¹Germany, Dresden, Else Kröner Fresenius Zentrum für Digitale Gesundheit, Dresden, Germany

²UKD | University Hospital Dresden Carl Gustav Carus, Departement of Medicine I, Dresden, Germany
J Werner

³Department of Computer Science, University of Tübingen, Tübingen, Germany
L Mcintyre

⁴Institute of Computer Science, TUD Dresden University of Technology, Dresden, Germany
F Wolf

⁴Institute of Computer Science, TUD Dresden University of Technology, Dresden, Germany
J Steinhäuser

²UKD | University Hospital Dresden Carl Gustav Carus, Departement of Medicine I, Dresden, Germany
J Hampe

²UKD | University Hospital Dresden Carl Gustav Carus, Departement of Medicine I, Dresden, Germany
R Langanke

²UKD | University Hospital Dresden Carl Gustav Carus, Departement of Medicine I, Dresden, Germany
S Kirk

²UKD | University Hospital Dresden Carl Gustav Carus, Departement of Medicine I, Dresden, Germany
C Stopp

¹Germany, Dresden, Else Kröner Fresenius Zentrum für Digitale Gesundheit, Dresden, Germany
M E Geissler

²UKD | University Hospital Dresden Carl Gustav Carus, Departement of Medicine I, Dresden, Germany
F Brinkmann

²UKD | University Hospital Dresden Carl Gustav Carus, Departement of Medicine I, Dresden, Germany
N Herzog

²UKD | University Hospital Dresden Carl Gustav Carus, Departement of Medicine I, Dresden, Germany

Abstract

Full Text

Aims Video capsule endoscopy is a minimally invasive tool for examining the small intestine, though its adoption is limited due to intensive manual interpretation and battery constraints. This study seeks to improve capsule endoscopy efficiency through edge Artificial Intelligence (AI), which processes data on the device itself, enabling real-time diagnostics at the point of care. The Galar dataset — a comprehensive, multi-center, multi-label video capsule dataset — addresses these limitations in automated detection and anatomical localization, bridging a gap as no edge AI solutions currently exist for capsule endoscopy. This project facilitates broader clinical use and potential improvements in patient outcomes.

Methods The Galar dataset, compiled across Germany, contains over 3.5 million frames from 80 capsule videos annotated for technical, anatomical, and pathological features. Annotations by five expert annotators used the Computer Vision Annotation Tool (CVAT), with accuracy validated via ResNet-50 model training. Based on our dataset, our collaborative research focuses on developing edge AI approaches that improve model performance. First, Convolutional Neural Networks (CNNs) were combined with Hidden Markov Models (HMMs) for time-series analysis, enabling accurate localization within the gastrointestinal tract while employing a low-parameter model (approx. 1 million parameters) fit for low-power devices. Additionally, ensemble models, combining image classifiers and autoencoders, optimized detection accuracy while minimizing computational load.

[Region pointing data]

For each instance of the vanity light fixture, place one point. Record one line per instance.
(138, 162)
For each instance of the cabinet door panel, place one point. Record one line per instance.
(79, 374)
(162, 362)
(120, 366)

**Problem 1**
Answer these questions about the capsule endoscopy abstract:
(a) What two things limit the adoption of video capsule endoscopy?
(b) How many frames and capsule videos does the Galar dataset contain?
(c) About how many parameters does the low-parameter model have?
**Problem 2**
Write what comes next in the capsule endoscopy abstract, starting after its last sentence.

**Exercise answer 1**
(a) Intensive manual interpretation and battery constraints.
(b) Over 3.5 million frames from 80 capsule videos.
(c) About 1 million parameters.

**Exercise answer 2**
Results The Galar dataset stands as one of the most comprehensive resources in capsule endoscopy, with 29 anatomical and pathological labels essential for gastrointestinal diagnostics. The collaborative edge AI approach, integrating CNNs with HMMs, achieved a 93% accuracy on the dataset, demonstrating precise anatomical localization. Ensemble models also reached high accuracy in distinguishing features within the dataset, achieving an AUC score of 76% for anomaly detection. These low-complexity models align with capsule endoscopy's energy constraints, enabling real-time, autonomous evaluations on resource-limited devices. Comparatively, this edge AI model achieves similar, if not improved, outcomes with fewer resources than traditional CNN models.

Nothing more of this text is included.